### Aim of the task
Could you return, exactly as written, only the lines from the one holding "Every instance of the utility" through the final line of the records below?

* * * * * * * * *

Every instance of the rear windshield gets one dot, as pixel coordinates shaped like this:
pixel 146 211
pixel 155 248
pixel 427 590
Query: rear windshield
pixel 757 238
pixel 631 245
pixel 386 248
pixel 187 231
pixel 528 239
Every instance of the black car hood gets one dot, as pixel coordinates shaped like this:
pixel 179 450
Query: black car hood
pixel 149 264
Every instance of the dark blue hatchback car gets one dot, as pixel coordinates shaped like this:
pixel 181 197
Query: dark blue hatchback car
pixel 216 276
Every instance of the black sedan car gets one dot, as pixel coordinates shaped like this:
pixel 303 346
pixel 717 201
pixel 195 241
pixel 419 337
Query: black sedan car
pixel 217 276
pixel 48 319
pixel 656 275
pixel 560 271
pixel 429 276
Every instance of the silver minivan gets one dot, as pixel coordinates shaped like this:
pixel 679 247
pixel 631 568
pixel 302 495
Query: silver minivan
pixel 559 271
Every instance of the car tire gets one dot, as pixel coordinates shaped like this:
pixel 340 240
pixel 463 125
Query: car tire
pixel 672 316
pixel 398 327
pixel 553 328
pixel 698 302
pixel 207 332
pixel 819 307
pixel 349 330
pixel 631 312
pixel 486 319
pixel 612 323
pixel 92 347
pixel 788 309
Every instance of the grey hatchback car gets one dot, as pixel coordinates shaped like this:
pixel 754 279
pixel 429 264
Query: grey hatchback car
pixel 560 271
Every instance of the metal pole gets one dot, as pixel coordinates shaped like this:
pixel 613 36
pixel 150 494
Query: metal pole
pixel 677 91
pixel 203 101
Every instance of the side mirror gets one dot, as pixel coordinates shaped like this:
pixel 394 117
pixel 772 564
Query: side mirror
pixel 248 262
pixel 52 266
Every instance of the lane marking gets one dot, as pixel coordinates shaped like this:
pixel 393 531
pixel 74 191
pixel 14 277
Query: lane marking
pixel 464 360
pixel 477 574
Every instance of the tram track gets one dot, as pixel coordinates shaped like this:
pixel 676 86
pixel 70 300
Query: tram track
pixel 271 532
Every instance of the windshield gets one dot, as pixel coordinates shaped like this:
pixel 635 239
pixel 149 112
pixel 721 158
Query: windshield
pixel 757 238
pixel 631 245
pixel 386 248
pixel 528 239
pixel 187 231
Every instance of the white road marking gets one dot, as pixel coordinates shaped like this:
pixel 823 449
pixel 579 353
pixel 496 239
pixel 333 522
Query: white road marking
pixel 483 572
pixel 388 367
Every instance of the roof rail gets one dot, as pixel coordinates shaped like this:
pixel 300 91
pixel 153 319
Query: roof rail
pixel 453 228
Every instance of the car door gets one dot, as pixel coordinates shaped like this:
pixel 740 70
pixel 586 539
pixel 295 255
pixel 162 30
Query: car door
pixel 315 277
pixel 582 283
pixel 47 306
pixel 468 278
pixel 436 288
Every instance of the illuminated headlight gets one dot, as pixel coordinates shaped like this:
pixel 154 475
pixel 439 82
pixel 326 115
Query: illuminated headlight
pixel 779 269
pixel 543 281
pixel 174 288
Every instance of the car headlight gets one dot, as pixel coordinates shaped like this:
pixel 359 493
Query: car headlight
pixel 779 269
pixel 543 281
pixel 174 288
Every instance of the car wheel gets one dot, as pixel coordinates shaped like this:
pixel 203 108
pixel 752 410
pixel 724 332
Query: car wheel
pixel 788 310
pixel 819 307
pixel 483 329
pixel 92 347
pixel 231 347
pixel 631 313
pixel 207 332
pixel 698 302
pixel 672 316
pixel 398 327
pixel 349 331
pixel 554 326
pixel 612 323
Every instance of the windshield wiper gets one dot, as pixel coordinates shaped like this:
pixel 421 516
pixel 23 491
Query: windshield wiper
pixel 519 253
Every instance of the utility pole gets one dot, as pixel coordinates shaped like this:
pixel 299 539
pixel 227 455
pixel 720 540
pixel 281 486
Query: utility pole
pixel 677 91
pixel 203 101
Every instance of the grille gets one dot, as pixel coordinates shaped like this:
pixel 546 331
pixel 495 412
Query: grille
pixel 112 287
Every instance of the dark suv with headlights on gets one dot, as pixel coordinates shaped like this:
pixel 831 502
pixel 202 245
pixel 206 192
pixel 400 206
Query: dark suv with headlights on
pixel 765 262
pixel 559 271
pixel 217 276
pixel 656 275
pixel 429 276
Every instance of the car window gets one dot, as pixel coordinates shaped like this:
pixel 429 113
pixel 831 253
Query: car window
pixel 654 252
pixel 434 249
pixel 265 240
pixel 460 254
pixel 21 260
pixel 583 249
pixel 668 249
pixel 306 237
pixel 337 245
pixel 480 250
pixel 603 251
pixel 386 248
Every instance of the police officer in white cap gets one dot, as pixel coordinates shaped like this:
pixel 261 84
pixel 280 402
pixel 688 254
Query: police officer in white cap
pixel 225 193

* * * * * * * * *

### Answer to this task
Every instance of the utility pole gets one dot, as pixel coordinates shaped like this:
pixel 299 539
pixel 227 455
pixel 720 540
pixel 281 486
Query: utility pole
pixel 677 91
pixel 203 101
Every instance of the grille gets one dot, as pixel coordinates shaped like this:
pixel 546 331
pixel 495 412
Query: grille
pixel 112 287
Every instance of the dark suv with headlights on gets one dot, as pixel coordinates shaped like this:
pixel 831 502
pixel 202 245
pixel 206 192
pixel 400 206
Query: dark suv with headlights on
pixel 765 262
pixel 559 271
pixel 217 276
pixel 656 275
pixel 429 276
Every instance of the car window gets one dot, as pixel coordinates shaped like this:
pixel 429 113
pixel 831 253
Query: car window
pixel 654 252
pixel 434 249
pixel 265 240
pixel 460 254
pixel 21 260
pixel 583 249
pixel 668 249
pixel 306 237
pixel 337 245
pixel 480 250
pixel 603 251
pixel 386 248
Every instance of the police officer in white cap gets one dot, as pixel coordinates shaped like this:
pixel 261 84
pixel 280 402
pixel 688 254
Query: police officer in white cap
pixel 225 193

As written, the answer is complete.